Yes, I'm finally back. I am a procrastinator. It runs in the family. It is a horrible thing to be but that's what I am. They say admitting your problem is the first step towards recovery. I just don't think I'll ever recover from it. I'm certainly much better than I used to be but it rears its ugly head every once in a while. Yes, it's been a long time, but I'm finally back!!
I have a new computer since my last post. This is what has been causing me to procrastinate on jumping back into the blogging. I'm not sure if I will be able to add a picture and I've become so fond of adding pictures. I will have to just jump in and figure it out. I am a creature of habit and when my routine is disrupted I kick and stamp my feet in the form of procrastination. Sad but true. : )
First and foremost, I wanted to give everyone a "Stephanie Update." She is doing very well. Still tired from her surgery but doing very well. In case you didn't already know, the doctors were able to remove the rest of the cancer from her colon and from her liver. They removed the entire right lobe of her liver and a lot of the left. They left enough to put a port in so the chemo will be able to go directly into the liver once she resumes treatments. This should start again in a couple of weeks or sooner. As of now, the plan is to resume treatments (chemo to her colon and liver) for about 6 to 8 more months and have tests done every three months or so to see how she's doing. That was the plan when she first had her surgery. I will be sure to give updates as I hear them. Please continue the prayers. Cancer is a very tricky disease and you can't let your guard down for a moment. One day at a time.

TASKS AND EXERCISES =
- a) Translate this sentence from the blog post into Spanish: "They removed the entire right lobe of her liver and a lot of the left."
- b) From the blog post, extract the passage starting at "Yes, I'm finally" and ending at "I'm finally back!!", word for word.
- c) Continue the blog post from its final sentence.

(Spatial localization data)
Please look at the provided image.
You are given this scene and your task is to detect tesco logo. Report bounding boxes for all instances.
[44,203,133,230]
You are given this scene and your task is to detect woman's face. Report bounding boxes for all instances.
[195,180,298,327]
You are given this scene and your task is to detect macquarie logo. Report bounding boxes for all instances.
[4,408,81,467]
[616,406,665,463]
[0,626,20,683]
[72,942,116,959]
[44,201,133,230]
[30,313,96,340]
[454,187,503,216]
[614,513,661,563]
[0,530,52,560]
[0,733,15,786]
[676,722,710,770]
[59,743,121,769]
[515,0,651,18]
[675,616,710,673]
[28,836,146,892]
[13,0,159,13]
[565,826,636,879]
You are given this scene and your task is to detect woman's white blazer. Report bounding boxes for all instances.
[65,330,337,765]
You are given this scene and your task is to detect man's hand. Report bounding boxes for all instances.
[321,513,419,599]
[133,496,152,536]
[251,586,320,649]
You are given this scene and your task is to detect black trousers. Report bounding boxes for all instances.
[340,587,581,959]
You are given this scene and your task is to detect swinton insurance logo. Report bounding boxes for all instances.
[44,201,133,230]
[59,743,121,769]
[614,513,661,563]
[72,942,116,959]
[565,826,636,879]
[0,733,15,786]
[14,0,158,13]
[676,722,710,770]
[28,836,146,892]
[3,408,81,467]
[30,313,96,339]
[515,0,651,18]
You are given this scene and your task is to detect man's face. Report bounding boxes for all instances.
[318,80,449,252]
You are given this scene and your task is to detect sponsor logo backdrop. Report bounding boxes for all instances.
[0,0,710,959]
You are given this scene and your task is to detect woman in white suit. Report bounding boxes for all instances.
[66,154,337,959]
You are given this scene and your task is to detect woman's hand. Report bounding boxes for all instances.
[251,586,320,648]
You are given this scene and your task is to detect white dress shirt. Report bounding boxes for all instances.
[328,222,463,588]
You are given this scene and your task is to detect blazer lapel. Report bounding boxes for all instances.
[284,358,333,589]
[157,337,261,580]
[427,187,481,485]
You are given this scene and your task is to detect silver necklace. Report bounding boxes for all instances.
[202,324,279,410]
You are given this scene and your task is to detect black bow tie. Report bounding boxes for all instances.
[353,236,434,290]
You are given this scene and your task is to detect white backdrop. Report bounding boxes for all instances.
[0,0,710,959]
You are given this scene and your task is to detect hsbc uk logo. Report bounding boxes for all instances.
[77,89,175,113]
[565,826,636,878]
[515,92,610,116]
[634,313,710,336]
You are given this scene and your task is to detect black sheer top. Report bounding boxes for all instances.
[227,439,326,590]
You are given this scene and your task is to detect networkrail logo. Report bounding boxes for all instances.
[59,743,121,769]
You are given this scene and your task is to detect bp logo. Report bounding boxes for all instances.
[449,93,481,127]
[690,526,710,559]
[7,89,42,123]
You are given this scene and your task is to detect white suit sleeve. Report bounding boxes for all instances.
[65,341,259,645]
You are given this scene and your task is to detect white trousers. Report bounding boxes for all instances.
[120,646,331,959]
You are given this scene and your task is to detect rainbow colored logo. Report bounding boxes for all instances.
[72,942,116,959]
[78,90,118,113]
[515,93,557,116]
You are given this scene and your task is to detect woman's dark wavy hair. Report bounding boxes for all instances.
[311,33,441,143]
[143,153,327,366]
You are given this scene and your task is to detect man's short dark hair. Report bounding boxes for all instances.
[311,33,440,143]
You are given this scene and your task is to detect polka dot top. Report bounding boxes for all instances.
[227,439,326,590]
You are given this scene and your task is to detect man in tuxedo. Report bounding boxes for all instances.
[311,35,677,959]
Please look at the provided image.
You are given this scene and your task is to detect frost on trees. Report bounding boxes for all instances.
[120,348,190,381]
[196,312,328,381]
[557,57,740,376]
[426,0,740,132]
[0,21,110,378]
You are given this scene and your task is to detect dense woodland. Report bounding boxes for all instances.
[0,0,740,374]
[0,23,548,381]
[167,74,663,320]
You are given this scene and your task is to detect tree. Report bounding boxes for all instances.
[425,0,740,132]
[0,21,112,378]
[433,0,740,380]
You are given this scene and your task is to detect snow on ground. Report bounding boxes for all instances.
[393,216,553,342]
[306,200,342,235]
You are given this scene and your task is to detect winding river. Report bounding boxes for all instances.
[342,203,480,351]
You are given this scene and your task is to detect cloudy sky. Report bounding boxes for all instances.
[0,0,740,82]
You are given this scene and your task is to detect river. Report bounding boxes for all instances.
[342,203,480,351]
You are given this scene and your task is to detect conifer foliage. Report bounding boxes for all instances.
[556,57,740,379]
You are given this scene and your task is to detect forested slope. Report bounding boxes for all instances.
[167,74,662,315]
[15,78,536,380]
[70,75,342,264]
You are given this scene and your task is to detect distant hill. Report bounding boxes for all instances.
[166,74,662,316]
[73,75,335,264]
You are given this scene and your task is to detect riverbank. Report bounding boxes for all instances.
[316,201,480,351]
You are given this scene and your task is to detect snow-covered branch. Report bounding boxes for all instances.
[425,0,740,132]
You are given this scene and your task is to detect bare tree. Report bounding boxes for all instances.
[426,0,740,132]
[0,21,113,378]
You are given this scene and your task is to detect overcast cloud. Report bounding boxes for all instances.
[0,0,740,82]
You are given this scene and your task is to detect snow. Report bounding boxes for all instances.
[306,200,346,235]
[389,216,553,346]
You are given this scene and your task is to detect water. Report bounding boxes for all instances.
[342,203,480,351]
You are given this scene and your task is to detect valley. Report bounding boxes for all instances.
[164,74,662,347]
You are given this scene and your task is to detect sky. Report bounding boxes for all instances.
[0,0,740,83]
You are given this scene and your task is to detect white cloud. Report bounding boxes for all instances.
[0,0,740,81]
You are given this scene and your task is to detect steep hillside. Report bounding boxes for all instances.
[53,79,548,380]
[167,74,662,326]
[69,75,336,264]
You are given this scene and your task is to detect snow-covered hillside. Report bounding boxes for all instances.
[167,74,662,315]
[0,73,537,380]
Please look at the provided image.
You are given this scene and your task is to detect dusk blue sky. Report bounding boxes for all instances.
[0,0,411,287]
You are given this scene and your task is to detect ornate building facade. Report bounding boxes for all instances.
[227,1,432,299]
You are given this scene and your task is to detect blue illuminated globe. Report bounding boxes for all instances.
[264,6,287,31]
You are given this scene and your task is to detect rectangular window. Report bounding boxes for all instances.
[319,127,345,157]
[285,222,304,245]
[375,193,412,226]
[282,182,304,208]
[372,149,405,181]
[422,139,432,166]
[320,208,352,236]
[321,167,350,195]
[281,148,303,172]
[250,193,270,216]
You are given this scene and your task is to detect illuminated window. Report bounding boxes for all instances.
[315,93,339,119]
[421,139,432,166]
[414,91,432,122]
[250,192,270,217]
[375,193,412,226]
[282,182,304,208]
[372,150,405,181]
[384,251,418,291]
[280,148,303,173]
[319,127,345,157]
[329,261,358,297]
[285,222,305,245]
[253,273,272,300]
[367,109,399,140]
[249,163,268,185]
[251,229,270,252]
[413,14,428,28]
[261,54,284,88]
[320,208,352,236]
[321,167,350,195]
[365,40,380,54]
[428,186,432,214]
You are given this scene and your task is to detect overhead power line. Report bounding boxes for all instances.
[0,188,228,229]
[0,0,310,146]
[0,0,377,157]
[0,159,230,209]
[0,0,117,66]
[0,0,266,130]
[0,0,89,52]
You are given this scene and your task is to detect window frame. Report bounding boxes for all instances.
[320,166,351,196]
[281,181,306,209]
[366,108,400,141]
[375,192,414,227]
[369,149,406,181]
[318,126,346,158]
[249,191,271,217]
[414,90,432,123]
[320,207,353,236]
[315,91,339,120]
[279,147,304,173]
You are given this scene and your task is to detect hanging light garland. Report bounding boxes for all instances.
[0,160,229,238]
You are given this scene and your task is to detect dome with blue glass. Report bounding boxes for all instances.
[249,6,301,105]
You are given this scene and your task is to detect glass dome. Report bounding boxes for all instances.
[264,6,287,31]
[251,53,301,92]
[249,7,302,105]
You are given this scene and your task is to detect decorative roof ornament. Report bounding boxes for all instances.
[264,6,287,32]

ANSWERS IN ORDER =
- a) Le extirparon todo el lóbulo derecho del hígado y gran parte del izquierdo.

- b)
Yes, I'm finally back. I am a procrastinator. It runs in the family. It is a horrible thing to be but that's what I am. They say admitting your problem is the first step towards recovery. I just don't think I'll ever recover from it. I'm certainly much better than I used to be but it rears its ugly head every once in a while. Yes, it's been a long time, but I'm finally back!!

- c)
The boys are back in school and doing well. My oldest, Connor, left early this morning for his football game in Beacon. I told him that I really didn't want to drive an hour and a half to sit in the rain. Does that make me a bad mother? I feel like one sometimes. I would never miss a home game or even a closer away game. Driving to Beacon so early on a yucky day just doesn't appeal to me. Trevor is away for the weekend doing manly things at his friend's campsite in upstate New York. They ride quads and fish and scratch their asses and spit and all of those other manly things that guys do. He has a blast and I'm glad he gets to have such a great weekend away. Brendan is playing Wii right now in the living room. He talks to himself when he plays and it's hysterical. He is my little old soul. I love to have talks with him because the things he comes out with are either extremely deep for a 6 year old or make me pee with laughter. He is so beyond his 6 years. The other day he told me that he can see people that are dead out of the corner of his eye but they disappear when he looks at them. I have never discussed that with him before so I know he is telling me the truth. I have that happen to me as well. I feel people standing behind me or next to me. It happens a lot when I'm on the computer. It started after John died and continues even now. I acknowledge when I think someone is with me. I've been told that the first person that pops into your head when you get that sense that someone is with you is the one that's there. It's a very thin veil between us and them.
So now I'm going to try to add a picture to this blog post. Wish me luck!!!!